→ TEXT BLOCK
By Edith Honan
NEW YORK (Reuters) - New York City mayoral hopeful Bill de Blasio, who has campaigned as an advocate for those left behind by the economic prosperity that has made the contrast between the have's and have not's increasingly stark, is poised to win a landslide victory on Tuesday to follow Michael Bloomberg into City Hall.
The victory would be a huge boost for New York Democrats, who have been locked out of City Hall since 1994 despite a six-to-one voter registration advantage over Republicans, and could be the biggest margin of victory since 1985, when Democratic Mayor Ed Koch won a third term with a three-to-one margin.
De Blasio, a liberal Democrat who is the city's public advocate, has the support of 65 percent of likely voters while Republican rival Joe Lhota, who was a deputy mayor under former Mayor Rudolph Giuliani, has 24 percent, according to an NBC 4 New York/Wall Street Journal/Marist Poll released on Monday.

→ EXERCISE DETAILS
Please continue the news report on the New York City mayoral race from where it stops.

→ PROVIDED DATA
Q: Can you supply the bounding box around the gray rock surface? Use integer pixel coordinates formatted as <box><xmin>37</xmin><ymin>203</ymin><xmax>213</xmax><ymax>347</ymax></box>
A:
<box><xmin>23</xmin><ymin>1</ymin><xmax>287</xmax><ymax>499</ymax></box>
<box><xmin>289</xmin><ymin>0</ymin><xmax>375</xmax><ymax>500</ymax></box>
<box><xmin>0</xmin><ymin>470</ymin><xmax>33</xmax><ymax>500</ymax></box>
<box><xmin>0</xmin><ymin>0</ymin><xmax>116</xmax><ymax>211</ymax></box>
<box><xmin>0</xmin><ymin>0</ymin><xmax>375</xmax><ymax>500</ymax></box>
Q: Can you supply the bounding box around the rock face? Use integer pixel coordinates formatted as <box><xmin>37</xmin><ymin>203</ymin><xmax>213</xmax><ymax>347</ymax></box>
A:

→ ANSWER SPACE
Marist pollster Lee Miringoff said there is every reason to expect a lopsided de Blasio victory as voters look to turn the page after Bloomberg's three terms in office.
"There was a fatigue after 12 years, and de Blasio represented that both in style and substance," said Miringoff.
De Blasio, an experienced political operative who stands 6-foot-5, managed Hillary Clinton's successful 2000 campaign for the U.S. Senate and went on to serve two terms as a liberal member of the New York City Council. He bolstered his profile in 2009 as a leading critic of the temporary term limits change that allowed Bloomberg -- who originally won office as a Republican and later became an Independent -- to seek a third term.
De Blasio went on to become public advocate, heading up a small office that offers a bully pulpit for ambitious officials with an eye on City Hall. In that role, he became one of the loudest and most dogged critics of the controversial stop-and-frisk police tactic that Bloomberg has championed to combat crime.
In July, de Blasio was arrested with more than a dozen others protesting the possible closure of a hospital in Brooklyn.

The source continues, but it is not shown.